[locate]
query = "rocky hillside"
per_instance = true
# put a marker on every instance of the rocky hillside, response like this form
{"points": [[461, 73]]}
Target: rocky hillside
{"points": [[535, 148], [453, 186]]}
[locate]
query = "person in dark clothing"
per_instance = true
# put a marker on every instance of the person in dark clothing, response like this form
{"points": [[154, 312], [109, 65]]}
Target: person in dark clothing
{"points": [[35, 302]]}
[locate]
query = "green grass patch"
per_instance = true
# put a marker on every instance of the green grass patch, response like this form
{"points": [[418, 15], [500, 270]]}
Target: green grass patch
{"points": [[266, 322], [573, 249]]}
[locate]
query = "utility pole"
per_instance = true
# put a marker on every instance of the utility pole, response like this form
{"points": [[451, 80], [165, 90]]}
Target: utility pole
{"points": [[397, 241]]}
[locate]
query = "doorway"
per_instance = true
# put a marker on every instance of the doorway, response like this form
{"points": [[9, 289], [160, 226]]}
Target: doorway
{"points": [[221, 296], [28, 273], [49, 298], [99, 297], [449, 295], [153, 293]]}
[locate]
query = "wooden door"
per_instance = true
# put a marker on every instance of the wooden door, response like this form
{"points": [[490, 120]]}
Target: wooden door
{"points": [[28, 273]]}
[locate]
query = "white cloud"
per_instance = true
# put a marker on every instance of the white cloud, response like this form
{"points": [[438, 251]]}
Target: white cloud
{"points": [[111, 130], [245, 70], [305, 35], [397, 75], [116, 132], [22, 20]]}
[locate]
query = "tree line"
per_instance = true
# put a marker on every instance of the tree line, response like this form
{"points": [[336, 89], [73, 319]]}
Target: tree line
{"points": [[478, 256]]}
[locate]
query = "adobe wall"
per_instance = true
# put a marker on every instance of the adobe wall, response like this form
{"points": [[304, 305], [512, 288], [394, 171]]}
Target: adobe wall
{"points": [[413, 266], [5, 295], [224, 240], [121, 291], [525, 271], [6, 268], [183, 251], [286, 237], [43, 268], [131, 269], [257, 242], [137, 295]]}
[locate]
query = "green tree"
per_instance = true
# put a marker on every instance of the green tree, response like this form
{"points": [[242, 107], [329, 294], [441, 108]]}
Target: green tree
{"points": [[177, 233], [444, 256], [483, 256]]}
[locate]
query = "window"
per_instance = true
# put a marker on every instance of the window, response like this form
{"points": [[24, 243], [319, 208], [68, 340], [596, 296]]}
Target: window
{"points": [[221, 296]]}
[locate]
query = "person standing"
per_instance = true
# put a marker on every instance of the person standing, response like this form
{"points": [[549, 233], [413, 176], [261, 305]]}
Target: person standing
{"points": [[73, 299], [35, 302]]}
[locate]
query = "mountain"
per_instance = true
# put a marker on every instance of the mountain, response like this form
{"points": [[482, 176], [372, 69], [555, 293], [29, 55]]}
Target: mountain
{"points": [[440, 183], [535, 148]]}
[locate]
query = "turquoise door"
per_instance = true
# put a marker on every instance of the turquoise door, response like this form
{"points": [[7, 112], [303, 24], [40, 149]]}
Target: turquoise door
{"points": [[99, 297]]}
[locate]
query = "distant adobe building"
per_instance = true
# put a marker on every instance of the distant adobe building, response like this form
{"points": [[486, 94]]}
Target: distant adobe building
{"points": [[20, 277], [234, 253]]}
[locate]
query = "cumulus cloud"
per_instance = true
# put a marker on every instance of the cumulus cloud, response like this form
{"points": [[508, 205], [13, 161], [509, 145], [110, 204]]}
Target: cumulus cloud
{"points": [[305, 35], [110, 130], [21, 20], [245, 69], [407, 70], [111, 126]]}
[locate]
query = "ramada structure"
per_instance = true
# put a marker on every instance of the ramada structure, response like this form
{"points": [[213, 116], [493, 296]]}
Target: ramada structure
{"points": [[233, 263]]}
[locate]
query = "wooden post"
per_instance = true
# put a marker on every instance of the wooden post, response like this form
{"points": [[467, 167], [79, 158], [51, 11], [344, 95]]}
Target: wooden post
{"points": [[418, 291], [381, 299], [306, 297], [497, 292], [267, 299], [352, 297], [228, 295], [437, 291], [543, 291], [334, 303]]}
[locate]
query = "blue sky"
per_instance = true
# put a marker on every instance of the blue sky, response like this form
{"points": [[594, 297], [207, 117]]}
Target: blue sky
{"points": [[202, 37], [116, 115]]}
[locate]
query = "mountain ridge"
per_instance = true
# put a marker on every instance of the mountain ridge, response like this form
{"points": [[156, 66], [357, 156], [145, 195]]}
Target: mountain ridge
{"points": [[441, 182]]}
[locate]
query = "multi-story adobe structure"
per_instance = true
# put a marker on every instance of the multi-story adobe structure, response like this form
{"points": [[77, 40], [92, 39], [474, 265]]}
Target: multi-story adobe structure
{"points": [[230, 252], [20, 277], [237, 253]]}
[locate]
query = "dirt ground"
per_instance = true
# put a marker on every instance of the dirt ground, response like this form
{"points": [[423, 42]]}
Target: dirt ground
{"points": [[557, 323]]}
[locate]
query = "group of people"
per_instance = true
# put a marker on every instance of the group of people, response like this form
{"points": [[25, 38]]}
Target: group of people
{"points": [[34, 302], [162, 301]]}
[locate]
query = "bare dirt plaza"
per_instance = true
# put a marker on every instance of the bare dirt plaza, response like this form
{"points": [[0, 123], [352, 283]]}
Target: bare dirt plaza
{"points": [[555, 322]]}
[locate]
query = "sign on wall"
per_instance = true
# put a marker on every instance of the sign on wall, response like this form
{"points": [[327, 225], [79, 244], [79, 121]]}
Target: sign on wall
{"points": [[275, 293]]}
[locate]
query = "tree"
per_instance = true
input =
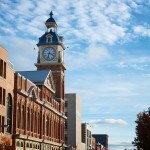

· · · ·

#### Do this
Show every line in the rows above that contains the word "adobe", copying each one in full.

#### Reply to the exercise
query = "adobe wall"
# put a marker on every instance of the adobe wall, response like this form
Target: adobe wall
query = "distant adobe building"
# put a marker on every instance of the distant adobe building, response like this form
Target: distant adobe building
query = "multi-story adobe structure"
# put a marker on every instance of the multi-story adobe structure, response like this form
Target: multi-story adobe structure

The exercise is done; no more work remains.